TRABALHO SOLICITADO
[1] Segundo o texto sobre a Bienal de Arte de Veneza de 2015, quem foi o curador da edição daquele ano?
[2] Reproduza, do texto sobre a Bienal de Arte de Veneza de 2015, o trecho que vai de "Bienal de Arte 2015" a "de cada um.".

TRECHO DO TEXTO
────

Bienal de Arte 2015 | Veneza, Itália
19/11/2015

Sob a curadoria do nigeriano Okwui Enwezor, o tema da bienal de arte de Veneza deste ano foi “All the World’s Futures”.  Durante a minha passagem relâmpago pela cidade, eu não consegui ver toda a bienal, que além de incluir a mostra no ‘arsenale’ e os pavilhões de mais 29 países no ‘giardino’, ainda conta com uma série de exposições paralelas espalhadas pela cidade. Para visitar a bienal com calma, eu diria que pelo menos dois dias seria o ideal.  Nesta minha visita, priorizei a visita aos pavilhões do giardino.  Faço aqui uma seleção dos 5 melhores pavilhões deste ano e uma breve descrição de cada um.

────

[Registros brutos]
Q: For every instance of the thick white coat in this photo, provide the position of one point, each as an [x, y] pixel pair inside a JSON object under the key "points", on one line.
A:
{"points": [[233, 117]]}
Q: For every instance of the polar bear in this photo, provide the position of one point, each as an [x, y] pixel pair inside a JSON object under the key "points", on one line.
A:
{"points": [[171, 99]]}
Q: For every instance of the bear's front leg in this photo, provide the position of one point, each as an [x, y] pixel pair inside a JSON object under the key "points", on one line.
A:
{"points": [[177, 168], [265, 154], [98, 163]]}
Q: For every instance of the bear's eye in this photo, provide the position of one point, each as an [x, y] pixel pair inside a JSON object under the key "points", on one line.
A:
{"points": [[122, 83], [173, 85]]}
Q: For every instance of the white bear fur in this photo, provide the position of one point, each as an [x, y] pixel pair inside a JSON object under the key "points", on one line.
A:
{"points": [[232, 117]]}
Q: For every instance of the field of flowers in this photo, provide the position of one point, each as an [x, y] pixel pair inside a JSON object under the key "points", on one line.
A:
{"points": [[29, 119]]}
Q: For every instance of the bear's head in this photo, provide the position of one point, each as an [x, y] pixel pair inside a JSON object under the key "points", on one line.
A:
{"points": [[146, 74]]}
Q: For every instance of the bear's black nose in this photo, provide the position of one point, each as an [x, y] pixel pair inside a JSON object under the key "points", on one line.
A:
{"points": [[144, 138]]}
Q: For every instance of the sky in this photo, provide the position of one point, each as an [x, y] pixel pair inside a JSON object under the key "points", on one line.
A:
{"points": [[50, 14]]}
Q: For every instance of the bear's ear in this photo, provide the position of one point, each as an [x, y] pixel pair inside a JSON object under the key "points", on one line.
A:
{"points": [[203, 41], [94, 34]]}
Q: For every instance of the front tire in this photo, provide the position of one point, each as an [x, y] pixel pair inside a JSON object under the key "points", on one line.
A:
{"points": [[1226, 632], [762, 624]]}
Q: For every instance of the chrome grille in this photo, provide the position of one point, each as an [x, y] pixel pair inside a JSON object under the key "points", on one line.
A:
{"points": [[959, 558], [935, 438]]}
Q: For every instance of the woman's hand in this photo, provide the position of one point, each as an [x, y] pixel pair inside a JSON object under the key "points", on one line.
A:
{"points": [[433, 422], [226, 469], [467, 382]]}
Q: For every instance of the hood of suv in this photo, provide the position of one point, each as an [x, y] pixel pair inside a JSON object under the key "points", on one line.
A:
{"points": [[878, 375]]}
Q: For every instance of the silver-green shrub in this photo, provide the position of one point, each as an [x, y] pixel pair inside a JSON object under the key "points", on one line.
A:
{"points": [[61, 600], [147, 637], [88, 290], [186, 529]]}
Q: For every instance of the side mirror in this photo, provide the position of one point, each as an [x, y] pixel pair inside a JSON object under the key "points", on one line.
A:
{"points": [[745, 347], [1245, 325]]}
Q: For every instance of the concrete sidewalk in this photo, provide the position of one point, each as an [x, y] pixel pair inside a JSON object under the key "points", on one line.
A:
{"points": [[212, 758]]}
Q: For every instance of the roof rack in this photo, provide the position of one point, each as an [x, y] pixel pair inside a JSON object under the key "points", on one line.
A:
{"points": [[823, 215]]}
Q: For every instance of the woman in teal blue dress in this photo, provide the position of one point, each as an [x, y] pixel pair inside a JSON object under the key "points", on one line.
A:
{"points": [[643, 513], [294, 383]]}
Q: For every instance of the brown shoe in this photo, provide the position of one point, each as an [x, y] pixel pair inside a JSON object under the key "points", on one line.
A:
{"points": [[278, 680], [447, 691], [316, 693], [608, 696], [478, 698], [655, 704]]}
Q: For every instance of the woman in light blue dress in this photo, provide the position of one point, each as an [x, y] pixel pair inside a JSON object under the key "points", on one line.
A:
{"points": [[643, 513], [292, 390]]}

────

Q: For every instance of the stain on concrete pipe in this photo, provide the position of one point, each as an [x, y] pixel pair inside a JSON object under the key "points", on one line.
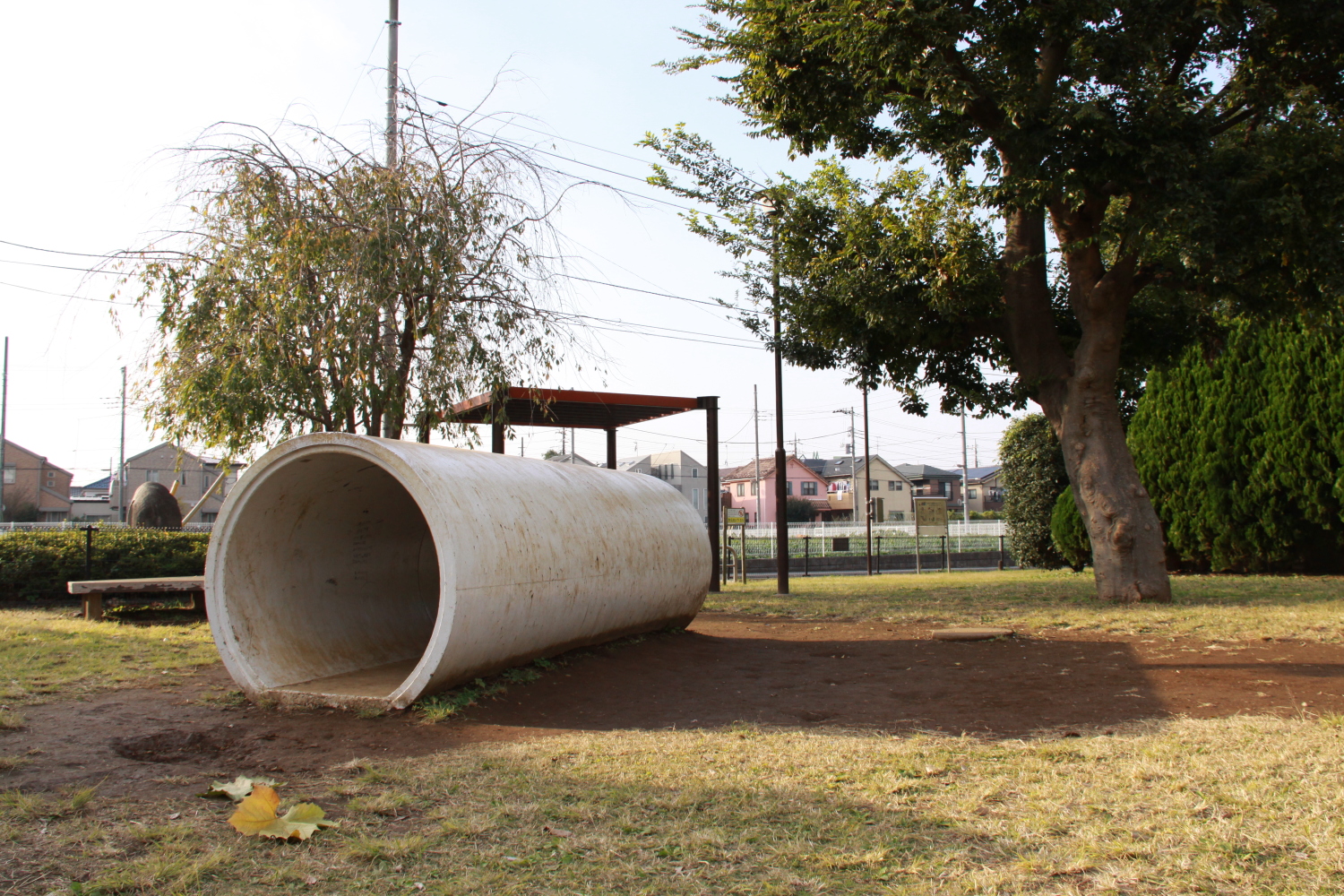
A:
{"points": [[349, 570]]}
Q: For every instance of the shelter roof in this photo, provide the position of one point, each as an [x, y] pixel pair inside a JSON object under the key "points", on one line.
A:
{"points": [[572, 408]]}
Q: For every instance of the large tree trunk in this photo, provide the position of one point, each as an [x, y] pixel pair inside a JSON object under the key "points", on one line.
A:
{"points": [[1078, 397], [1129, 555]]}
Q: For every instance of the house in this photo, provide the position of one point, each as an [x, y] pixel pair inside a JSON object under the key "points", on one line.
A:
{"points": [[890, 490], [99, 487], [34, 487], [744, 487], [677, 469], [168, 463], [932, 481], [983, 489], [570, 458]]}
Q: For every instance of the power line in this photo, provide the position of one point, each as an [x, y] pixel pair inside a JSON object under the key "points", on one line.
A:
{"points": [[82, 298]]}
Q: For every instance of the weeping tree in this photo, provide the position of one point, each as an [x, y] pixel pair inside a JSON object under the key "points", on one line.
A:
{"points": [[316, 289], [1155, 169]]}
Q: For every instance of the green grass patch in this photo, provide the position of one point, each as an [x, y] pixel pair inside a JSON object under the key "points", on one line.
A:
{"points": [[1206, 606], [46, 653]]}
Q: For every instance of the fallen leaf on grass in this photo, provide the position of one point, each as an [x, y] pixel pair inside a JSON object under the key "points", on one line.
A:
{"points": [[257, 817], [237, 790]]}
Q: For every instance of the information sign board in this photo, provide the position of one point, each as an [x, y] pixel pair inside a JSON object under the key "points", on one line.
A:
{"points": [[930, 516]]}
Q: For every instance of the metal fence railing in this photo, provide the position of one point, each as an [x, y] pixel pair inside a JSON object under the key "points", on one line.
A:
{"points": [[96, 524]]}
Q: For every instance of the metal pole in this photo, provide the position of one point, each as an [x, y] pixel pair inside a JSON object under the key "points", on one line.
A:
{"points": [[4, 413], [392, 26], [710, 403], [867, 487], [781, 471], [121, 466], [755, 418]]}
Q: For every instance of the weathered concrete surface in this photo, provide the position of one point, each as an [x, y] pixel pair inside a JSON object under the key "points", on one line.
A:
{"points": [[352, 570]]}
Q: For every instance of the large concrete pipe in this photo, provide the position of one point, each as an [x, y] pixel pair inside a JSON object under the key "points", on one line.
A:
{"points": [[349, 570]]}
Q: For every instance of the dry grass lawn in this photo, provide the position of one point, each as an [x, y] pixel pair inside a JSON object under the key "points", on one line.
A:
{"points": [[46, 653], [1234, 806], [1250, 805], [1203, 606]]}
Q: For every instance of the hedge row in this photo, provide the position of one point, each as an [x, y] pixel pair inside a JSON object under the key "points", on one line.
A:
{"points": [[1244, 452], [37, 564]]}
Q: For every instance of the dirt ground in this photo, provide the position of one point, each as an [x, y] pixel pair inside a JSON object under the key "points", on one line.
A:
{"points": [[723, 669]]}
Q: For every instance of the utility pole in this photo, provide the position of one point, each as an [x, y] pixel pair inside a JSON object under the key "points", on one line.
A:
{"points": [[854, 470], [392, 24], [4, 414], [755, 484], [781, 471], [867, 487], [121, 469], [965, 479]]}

────

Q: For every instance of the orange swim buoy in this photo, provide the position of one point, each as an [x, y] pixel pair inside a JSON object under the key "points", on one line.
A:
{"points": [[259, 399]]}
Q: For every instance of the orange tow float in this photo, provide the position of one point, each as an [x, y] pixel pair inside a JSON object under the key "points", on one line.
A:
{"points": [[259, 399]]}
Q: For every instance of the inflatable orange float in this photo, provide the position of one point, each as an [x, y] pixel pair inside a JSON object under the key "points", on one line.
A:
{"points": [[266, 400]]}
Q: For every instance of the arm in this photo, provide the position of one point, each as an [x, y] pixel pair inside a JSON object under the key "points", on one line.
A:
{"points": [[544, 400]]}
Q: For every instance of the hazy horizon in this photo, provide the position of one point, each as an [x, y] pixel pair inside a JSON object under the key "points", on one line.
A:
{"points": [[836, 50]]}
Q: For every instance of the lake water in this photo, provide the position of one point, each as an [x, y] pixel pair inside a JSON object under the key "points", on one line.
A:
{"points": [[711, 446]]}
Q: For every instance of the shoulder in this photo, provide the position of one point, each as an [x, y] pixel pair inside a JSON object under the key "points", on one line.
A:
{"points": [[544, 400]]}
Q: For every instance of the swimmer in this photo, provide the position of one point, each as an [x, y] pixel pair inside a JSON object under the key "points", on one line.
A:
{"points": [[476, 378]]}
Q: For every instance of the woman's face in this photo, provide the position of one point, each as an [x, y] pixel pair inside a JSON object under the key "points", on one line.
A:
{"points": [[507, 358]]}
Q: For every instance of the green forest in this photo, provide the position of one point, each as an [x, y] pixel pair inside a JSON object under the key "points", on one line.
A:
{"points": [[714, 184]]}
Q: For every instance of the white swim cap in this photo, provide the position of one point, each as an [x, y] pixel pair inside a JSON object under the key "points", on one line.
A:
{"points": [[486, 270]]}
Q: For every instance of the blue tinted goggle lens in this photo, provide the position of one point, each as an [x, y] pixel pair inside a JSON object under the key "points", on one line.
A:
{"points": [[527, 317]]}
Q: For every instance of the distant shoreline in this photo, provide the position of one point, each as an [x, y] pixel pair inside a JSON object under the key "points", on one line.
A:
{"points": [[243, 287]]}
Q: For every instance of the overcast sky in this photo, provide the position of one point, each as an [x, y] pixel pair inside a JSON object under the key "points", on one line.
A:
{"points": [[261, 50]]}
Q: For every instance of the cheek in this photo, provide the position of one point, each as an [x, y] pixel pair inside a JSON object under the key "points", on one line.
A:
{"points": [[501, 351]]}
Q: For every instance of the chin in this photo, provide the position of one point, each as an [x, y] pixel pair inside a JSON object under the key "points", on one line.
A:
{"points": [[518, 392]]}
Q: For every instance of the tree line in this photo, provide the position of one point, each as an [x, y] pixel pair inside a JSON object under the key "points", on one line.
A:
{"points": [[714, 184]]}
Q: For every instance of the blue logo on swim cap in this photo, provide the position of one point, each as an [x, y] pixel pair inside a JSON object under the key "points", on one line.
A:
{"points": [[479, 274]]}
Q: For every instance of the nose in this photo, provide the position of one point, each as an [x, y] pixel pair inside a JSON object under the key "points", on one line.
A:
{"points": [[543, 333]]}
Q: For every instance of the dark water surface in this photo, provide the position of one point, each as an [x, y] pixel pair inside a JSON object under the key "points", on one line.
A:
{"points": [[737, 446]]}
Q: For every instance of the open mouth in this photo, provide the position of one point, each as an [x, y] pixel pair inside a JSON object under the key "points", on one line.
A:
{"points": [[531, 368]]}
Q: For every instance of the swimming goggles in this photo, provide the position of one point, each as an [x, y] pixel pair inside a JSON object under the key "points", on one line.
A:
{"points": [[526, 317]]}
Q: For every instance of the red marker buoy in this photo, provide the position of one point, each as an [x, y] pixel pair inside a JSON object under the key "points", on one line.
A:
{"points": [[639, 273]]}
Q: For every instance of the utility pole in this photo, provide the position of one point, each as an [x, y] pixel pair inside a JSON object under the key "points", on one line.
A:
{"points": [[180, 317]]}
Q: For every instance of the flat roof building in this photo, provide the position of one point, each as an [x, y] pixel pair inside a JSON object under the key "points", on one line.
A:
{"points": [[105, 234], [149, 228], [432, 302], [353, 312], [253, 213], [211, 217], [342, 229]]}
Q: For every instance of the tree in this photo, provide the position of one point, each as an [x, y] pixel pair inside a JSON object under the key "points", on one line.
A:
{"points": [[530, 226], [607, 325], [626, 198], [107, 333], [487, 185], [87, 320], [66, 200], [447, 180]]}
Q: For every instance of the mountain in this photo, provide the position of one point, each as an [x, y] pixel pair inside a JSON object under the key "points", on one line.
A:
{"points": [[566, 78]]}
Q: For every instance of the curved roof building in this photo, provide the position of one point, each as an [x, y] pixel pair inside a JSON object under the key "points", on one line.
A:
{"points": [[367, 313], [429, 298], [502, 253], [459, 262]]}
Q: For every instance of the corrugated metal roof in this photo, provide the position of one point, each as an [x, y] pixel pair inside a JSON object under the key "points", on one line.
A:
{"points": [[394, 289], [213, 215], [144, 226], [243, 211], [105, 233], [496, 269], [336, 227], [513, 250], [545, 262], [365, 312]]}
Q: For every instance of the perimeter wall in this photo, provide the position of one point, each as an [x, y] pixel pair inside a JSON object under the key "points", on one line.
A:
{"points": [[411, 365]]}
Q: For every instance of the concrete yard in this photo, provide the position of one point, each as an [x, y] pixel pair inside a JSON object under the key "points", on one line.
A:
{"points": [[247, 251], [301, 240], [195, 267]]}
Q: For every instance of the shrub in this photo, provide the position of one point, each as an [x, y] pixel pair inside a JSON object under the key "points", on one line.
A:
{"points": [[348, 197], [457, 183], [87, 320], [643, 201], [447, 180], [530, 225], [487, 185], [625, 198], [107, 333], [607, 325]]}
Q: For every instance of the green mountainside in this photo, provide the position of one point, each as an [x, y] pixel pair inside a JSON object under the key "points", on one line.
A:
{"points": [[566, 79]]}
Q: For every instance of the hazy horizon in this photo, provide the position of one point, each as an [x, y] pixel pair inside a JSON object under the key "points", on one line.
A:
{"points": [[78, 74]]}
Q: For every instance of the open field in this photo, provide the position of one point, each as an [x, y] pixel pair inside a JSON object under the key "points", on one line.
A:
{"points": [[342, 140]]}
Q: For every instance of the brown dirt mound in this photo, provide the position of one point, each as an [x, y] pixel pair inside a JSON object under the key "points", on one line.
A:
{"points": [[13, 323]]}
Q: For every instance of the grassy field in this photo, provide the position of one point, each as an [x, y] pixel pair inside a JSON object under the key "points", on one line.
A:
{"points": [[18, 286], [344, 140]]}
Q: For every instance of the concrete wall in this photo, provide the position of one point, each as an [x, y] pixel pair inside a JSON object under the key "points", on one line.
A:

────

RESPOSTAS COMPLETAS
[1] O nigeriano Okwui Enwezor.

[2]
Bienal de Arte 2015 | Veneza, Itália
19/11/2015

Sob a curadoria do nigeriano Okwui Enwezor, o tema da bienal de arte de Veneza deste ano foi “All the World’s Futures”.  Durante a minha passagem relâmpago pela cidade, eu não consegui ver toda a bienal, que além de incluir a mostra no ‘arsenale’ e os pavilhões de mais 29 países no ‘giardino’, ainda conta com uma série de exposições paralelas espalhadas pela cidade. Para visitar a bienal com calma, eu diria que pelo menos dois dias seria o ideal.  Nesta minha visita, priorizei a visita aos pavilhões do giardino.  Faço aqui uma seleção dos 5 melhores pavilhões deste ano e uma breve descrição de cada um.